## Your goal
Locate every line in the material below that contains the word "white", and copy each of those lines.

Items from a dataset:
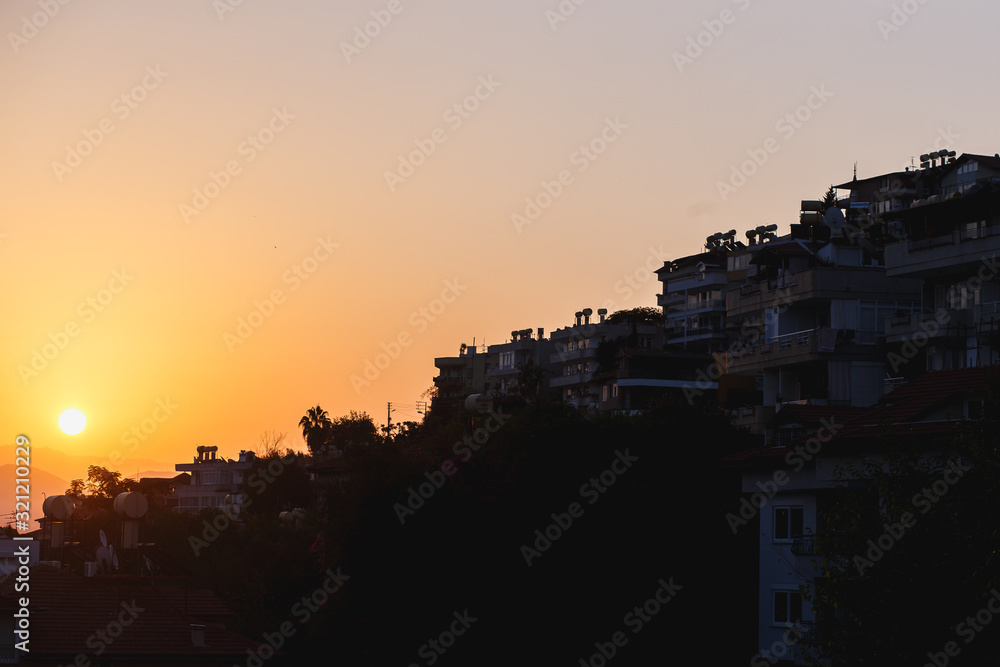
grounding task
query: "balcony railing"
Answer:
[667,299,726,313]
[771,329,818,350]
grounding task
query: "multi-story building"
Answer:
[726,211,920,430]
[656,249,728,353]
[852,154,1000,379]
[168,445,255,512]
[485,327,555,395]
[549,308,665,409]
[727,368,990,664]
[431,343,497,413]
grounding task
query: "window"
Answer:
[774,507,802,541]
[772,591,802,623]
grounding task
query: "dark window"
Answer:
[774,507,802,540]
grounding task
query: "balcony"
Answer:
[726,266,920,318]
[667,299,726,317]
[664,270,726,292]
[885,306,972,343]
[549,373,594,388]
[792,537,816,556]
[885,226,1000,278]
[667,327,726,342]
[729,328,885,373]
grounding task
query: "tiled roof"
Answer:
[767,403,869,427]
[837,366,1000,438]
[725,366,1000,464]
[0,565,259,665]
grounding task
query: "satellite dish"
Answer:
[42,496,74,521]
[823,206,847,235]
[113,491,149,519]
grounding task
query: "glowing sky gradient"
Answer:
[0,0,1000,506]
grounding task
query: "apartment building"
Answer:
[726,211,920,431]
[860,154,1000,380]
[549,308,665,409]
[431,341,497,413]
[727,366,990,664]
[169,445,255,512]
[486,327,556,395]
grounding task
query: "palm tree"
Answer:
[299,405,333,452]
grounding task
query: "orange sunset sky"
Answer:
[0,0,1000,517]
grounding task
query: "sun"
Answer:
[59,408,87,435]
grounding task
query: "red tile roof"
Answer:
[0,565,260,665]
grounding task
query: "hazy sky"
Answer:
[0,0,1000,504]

...

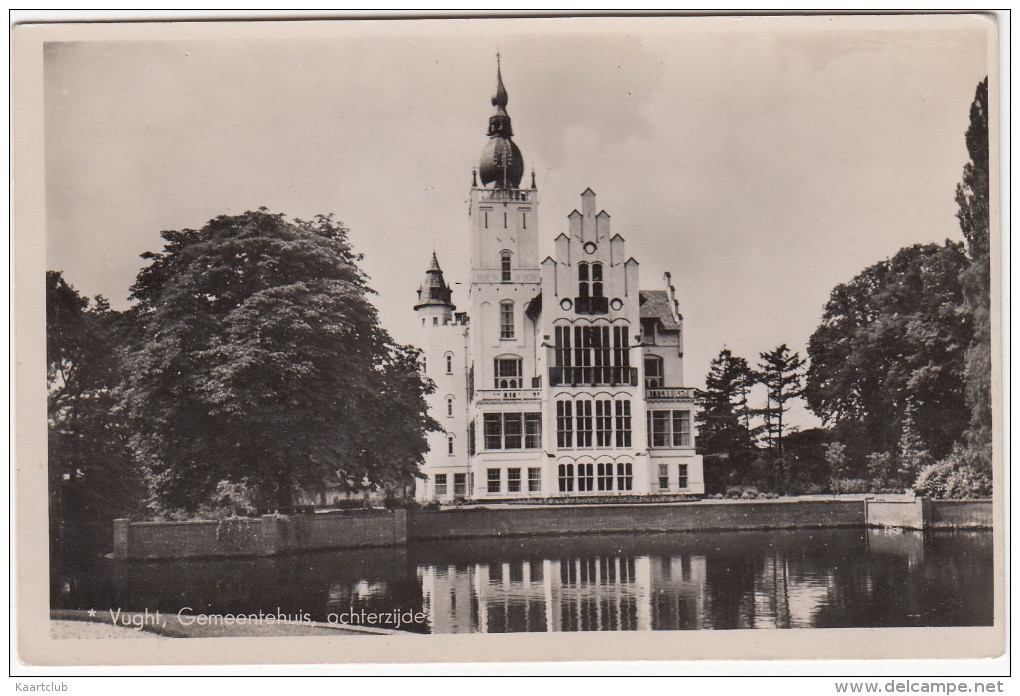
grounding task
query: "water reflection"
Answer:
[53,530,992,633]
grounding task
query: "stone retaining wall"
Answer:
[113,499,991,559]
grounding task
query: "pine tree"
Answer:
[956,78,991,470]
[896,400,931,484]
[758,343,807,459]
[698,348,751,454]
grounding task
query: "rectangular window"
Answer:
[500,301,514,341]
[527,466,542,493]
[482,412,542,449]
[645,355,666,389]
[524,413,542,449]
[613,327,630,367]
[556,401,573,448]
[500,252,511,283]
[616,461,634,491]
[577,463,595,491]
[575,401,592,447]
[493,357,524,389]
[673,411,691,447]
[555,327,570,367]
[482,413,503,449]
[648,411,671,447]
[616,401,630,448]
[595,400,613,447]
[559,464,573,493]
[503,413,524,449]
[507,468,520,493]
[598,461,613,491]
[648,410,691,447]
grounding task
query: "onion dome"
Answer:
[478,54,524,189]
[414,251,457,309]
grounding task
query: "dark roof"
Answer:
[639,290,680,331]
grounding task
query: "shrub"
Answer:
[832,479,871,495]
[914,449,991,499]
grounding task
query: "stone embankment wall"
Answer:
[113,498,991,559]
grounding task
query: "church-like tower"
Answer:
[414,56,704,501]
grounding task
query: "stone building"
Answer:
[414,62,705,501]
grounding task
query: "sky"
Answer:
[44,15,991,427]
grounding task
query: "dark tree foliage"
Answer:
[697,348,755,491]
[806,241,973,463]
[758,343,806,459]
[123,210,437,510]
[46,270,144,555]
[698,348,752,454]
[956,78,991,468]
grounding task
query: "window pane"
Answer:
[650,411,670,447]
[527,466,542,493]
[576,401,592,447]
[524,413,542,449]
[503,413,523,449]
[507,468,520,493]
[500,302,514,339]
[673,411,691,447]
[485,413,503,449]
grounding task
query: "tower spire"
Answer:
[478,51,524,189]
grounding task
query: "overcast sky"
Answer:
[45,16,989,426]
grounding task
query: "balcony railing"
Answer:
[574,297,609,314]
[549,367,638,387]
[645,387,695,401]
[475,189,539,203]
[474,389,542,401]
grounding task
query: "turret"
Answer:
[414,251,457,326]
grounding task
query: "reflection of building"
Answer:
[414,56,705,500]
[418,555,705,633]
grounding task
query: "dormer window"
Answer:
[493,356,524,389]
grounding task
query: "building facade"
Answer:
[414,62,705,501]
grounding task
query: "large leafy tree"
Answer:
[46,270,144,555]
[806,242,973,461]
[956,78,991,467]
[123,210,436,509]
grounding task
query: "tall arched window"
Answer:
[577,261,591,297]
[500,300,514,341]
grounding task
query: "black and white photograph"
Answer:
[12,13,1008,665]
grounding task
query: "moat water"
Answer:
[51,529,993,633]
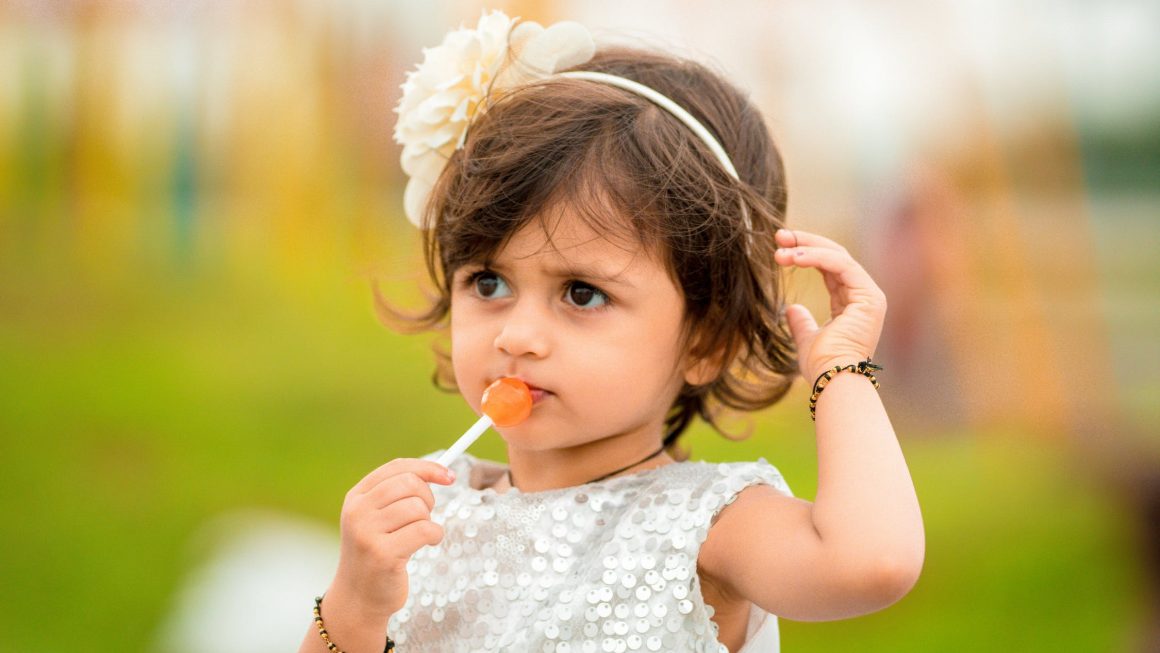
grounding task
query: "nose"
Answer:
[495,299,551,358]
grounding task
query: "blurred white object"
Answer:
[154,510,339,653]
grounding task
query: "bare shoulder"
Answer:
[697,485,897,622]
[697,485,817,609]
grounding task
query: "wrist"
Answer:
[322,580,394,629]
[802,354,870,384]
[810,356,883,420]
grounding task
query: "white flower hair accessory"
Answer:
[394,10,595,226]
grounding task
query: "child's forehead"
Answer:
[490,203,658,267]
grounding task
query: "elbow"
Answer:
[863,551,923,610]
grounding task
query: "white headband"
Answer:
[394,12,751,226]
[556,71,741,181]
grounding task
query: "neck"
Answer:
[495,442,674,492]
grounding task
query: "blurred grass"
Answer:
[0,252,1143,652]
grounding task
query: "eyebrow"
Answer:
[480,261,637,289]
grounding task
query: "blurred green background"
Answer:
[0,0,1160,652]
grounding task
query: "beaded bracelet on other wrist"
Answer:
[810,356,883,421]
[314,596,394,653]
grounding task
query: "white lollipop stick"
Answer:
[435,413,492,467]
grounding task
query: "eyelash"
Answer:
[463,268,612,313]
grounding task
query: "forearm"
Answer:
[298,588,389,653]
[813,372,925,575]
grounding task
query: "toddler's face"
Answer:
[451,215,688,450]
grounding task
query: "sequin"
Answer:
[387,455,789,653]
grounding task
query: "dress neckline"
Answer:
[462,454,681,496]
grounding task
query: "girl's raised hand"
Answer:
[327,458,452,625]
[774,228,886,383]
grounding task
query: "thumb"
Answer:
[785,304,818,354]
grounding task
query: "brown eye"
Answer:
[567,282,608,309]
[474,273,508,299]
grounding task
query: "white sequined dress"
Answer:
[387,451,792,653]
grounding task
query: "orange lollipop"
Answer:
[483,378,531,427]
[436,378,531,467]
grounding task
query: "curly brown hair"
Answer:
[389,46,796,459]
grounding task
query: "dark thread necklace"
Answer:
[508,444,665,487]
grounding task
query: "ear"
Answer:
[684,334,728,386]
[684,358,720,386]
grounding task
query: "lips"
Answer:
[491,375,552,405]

## Task answer
query: "black and white photograph"
query: "blurred white object"
query: "white flower hair accessory"
query: "white headband"
query: "white lollipop stick"
query: "white sequined dress"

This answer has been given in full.